> _PROBLEM TO SOLVE_
Render the part of the data below that opens with the line containing "For each instance of the person's" and closes with the line containing "For each instance of the dark jacket" as a JSON list of strings, one string per line and no blank lines.

Point labeling dataset excerpts:
* * *

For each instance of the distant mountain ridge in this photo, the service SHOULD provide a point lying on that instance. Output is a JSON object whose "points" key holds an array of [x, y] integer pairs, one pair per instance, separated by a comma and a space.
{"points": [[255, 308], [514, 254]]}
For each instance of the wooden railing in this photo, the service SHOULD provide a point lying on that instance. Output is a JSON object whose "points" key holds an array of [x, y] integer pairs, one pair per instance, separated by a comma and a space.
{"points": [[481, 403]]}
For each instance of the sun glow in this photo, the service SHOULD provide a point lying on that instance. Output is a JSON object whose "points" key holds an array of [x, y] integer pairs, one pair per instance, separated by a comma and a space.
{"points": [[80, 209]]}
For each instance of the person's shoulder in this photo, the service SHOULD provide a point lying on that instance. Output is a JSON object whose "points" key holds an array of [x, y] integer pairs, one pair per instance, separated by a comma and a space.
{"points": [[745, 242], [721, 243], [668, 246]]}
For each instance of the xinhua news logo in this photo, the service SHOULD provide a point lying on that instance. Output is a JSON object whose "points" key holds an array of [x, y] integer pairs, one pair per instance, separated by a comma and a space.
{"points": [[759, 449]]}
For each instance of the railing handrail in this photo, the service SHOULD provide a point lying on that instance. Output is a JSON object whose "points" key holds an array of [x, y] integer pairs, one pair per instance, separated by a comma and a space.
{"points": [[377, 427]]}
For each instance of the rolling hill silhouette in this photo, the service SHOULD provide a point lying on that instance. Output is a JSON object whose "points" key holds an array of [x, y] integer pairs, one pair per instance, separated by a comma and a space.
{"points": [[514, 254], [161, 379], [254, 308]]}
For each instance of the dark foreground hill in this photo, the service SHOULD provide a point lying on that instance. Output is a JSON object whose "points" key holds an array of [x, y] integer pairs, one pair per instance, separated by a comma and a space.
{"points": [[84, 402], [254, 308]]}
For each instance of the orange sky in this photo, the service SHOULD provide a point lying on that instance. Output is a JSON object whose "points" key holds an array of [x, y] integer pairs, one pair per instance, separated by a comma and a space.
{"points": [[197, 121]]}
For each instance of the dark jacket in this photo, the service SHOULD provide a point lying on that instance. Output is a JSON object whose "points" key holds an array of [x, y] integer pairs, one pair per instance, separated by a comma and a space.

* * *

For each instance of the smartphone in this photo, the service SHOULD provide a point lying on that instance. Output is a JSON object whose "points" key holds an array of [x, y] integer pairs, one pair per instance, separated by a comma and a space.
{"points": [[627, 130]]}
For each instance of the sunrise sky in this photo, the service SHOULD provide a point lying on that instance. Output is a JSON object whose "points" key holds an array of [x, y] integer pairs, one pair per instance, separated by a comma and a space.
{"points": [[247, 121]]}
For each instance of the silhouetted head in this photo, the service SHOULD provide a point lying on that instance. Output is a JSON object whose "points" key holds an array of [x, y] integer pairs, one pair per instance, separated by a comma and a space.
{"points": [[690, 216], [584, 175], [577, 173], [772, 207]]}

* * *

> _TASK OUTPUT_
[
  "For each instance of the person's shoulder in this photo, the service SHOULD provide a point lying on that instance. Output is a JSON object whose \"points\" key holds an array of [x, y] integer pairs, one pair per instance, separated by a comma and a space.",
  "{\"points\": [[745, 242], [721, 243], [668, 246]]}",
  "For each instance of the xinhua news logo in this photo, the service SHOULD provide a point lying on that instance. Output is a JSON object whose \"points\" key holds an array of [x, y] integer pairs, one pair per instance, separated by a comma and a space.",
  "{\"points\": [[759, 449]]}",
  "For each instance of the railing handrail in this photo, the service SHOULD provide a point lying on that instance. Output is a JSON object whose \"points\" key holds an array of [x, y] integer pairs, one pair per instance, separated by a comma and a space.",
  "{\"points\": [[377, 427]]}",
  "For each instance of the rolling hill silhouette in this photo, the service SHOULD provide a point lying on that instance. Output is a JSON object whose \"points\" key holds an array of [x, y] integer pairs, one pair per instance, separated by a comma and a space.",
  "{\"points\": [[514, 254], [161, 379], [254, 308]]}",
  "For each instance of the dark foreground hill in this photo, the service SHOULD provide a point lying on that instance. Output is a JSON object whose \"points\" key holds an array of [x, y] integer pairs, one pair per instance, separated by a comma and a space.",
  "{\"points\": [[84, 402], [254, 308]]}",
  "For each instance of the orange sky in this photo, the service SHOULD provide a point lying on that instance. Output is a JSON object whose \"points\" key holds an array of [x, y] integer pairs, one pair per instance, separated by a comma and a space.",
  "{\"points\": [[197, 121]]}",
  "For each instance of the dark jacket in this photo, the service SHOULD provide a point lying on that instance. Output is a JSON object whose \"points\" key holds an array of [x, y] integer pairs, one pair per instance, separated by a comma and a space."
]